Records for the task:
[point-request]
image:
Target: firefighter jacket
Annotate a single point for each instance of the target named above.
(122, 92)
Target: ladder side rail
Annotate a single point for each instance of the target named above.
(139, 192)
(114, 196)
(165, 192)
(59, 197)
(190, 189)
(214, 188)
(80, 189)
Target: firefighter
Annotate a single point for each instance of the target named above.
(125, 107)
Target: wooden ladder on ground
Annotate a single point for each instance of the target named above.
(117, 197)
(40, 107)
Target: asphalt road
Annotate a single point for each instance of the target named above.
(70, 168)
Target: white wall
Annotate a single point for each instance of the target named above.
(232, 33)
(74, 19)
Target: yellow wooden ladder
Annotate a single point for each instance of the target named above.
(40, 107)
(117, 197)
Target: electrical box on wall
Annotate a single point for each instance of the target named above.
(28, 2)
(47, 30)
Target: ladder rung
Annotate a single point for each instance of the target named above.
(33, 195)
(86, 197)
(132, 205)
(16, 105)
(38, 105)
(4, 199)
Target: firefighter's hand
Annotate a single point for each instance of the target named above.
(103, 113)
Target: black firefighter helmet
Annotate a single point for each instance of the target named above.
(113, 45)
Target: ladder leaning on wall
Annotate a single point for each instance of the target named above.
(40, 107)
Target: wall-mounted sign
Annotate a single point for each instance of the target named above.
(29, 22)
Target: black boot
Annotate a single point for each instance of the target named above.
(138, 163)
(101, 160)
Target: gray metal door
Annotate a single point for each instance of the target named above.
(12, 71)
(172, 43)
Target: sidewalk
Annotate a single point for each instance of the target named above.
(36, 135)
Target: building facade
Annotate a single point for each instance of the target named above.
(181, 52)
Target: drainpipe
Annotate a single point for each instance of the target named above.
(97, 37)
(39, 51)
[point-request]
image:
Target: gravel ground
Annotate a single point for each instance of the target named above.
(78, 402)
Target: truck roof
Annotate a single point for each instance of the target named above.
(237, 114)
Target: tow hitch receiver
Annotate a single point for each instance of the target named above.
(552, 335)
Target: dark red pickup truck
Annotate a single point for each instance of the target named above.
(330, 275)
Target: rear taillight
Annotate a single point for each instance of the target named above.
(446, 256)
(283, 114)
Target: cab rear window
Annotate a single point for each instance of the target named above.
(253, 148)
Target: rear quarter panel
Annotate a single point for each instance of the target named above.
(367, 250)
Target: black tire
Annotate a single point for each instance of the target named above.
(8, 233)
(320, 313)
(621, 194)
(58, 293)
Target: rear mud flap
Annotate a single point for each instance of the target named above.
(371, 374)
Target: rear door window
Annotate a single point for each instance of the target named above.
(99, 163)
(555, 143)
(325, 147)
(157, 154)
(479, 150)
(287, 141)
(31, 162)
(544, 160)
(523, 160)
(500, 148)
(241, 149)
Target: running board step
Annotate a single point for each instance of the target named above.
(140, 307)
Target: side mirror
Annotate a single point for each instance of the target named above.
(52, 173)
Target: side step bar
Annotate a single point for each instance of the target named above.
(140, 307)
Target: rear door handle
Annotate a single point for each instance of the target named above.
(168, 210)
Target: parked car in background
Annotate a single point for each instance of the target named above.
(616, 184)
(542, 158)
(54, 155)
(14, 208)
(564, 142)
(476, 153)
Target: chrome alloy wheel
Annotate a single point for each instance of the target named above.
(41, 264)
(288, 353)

The request: Convert the items from the line containing "Target: side step bar" through the end of the records, inclusive, into a two-column CSV with the header item_text,answer. Give one row per item, with each item's text and its answer in a separate quoted field and every line break replaced by a space.

Answer in full:
item_text,answer
"Target: side step bar Annotate a single point for each instance of the target named above.","(140, 307)"
"Target: rear door handle Annotate a single point for each instance of the target named above.","(168, 210)"
"Target: parked car in background Annotate a single point for each instance of the target named above.","(616, 184) (542, 158) (54, 155) (14, 208) (564, 142) (476, 153)"
"Target: chrome alloy wheel Annotate a single point for each instance of the target named above.","(41, 264) (288, 353)"